(Beginning of MATERIAL PROVIDED)

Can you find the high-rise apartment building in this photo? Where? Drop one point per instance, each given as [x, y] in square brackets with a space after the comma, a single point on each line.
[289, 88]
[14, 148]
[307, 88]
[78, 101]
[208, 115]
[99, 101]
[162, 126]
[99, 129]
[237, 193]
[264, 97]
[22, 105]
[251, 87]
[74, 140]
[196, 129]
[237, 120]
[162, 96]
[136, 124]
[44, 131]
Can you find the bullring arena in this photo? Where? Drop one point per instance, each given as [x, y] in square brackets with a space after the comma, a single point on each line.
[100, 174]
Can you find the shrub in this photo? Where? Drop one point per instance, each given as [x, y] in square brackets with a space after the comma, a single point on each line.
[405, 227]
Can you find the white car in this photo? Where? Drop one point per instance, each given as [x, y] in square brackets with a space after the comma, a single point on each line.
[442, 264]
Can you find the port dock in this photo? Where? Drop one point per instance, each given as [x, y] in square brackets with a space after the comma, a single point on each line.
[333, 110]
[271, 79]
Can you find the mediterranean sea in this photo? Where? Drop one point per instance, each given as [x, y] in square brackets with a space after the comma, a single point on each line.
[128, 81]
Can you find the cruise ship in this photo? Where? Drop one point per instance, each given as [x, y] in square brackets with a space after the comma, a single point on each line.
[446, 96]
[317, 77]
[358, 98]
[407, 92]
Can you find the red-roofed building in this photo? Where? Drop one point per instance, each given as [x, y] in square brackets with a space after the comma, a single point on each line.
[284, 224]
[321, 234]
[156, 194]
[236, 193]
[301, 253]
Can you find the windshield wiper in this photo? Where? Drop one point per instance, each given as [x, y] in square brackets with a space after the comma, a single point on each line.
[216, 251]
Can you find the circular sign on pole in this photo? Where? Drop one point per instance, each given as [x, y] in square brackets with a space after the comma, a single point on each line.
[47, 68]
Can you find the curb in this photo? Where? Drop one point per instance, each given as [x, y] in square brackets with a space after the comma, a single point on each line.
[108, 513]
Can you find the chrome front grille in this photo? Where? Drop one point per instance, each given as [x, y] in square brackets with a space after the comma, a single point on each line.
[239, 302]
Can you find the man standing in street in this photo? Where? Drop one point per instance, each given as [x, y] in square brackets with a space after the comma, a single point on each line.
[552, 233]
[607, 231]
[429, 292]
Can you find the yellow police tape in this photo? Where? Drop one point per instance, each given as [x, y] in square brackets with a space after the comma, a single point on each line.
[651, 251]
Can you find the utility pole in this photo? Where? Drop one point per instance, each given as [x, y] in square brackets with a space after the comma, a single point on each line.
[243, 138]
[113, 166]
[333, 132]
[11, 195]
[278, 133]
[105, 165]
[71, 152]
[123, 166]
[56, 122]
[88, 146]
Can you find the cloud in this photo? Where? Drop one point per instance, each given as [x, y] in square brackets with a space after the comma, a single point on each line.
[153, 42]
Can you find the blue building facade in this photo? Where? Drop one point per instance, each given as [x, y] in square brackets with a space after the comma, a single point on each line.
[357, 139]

(End of MATERIAL PROVIDED)

TASK REQUIREMENTS:
Each line of the data needs to be repeated exactly.

TASK RESPONSE:
Can you find the high-rise apartment building in this photo? Where? Drop one point per instance, each given as [x, y] in square brackets with a space after the comma, a single point on each line.
[289, 88]
[14, 148]
[307, 88]
[78, 101]
[208, 115]
[99, 101]
[162, 126]
[99, 129]
[237, 193]
[264, 97]
[22, 105]
[251, 87]
[74, 140]
[196, 129]
[237, 120]
[162, 96]
[136, 124]
[44, 131]
Can you find the bullring arena in this photo? Where? Drop one point per instance, each given as [x, y] in square brackets with a space after the comma, a single point on each line.
[100, 174]
Can you find the shrub in this photo? Where? Drop one point per instance, each given as [x, y] in square brackets with a space after the comma, a single point on each line.
[405, 227]
Can you find the white car in this photo? Where? Drop one point per instance, each given as [x, y] in square brackets with a space after the comma, a single point on each line.
[442, 264]
Can you find the port dock in this photo? Where? Drop one point per instance, each given as [x, y] in square brackets with a space after the comma, a single point on each line.
[333, 110]
[271, 79]
Can you find the mediterranean sea in this photo? Where? Drop one point per instance, each given as [x, y] in square brackets with a space after the comma, a single point on each line.
[128, 81]
Can you find the cruise ship in this photo? Where? Drop one point per instance, each given as [x, y] in square brackets with a space after the comma, a single point on each line.
[446, 96]
[317, 77]
[358, 98]
[407, 92]
Can you find the red-roofed building in this photo? Where? Drop one point per instance, each given as [x, y] in square brackets with a space after the comma, a single point on each line.
[284, 224]
[321, 234]
[156, 194]
[236, 193]
[301, 253]
Can you find the windshield wiper in this photo? Where? Drop one point per instance, each given as [x, y] in square brackets with a space after the comma, a single point on each line.
[216, 251]
Can you find the circular sign on pole in this photo? Where? Drop one point per instance, each given as [x, y] in square brackets with a space after the comma, a single point on each line.
[47, 68]
Can you find the curb in this photo? Where? Drop one point per instance, each given as [x, y] in square brackets with a space after the comma, a single point on each line.
[108, 513]
Can you find the chrome front grille in this photo? Where? Drop one point per instance, each given as [x, y] in square brackets with a space after the comma, a single point on each line.
[239, 302]
Can you find the man standing in street in this photo? Where? Drop one point per instance, each given as [x, y] in square brackets with a space after the comma, a single point on each line.
[552, 233]
[607, 231]
[429, 292]
Can you find the yellow police tape in this photo? Where? Drop one point per instance, each given as [x, y] in square brackets with a space after the comma, a single point on each line.
[651, 251]
Can you find the utility pole in this photo? Where? Drop one point per instance, each given as [x, y] in square brackets with a space after the comma, a single point on each line.
[243, 138]
[113, 166]
[333, 132]
[11, 195]
[278, 133]
[105, 165]
[71, 152]
[123, 166]
[56, 122]
[88, 146]
Can you find the cloud in this photo? Where? Drop one point per instance, each given as [x, y] in square brackets with a space after the comma, a single point on each line.
[153, 42]
Can you find the blue building facade in this photo? Where? Drop one point per instance, each given as [x, y] in square brackets with a space after the comma, a single point on each line.
[357, 139]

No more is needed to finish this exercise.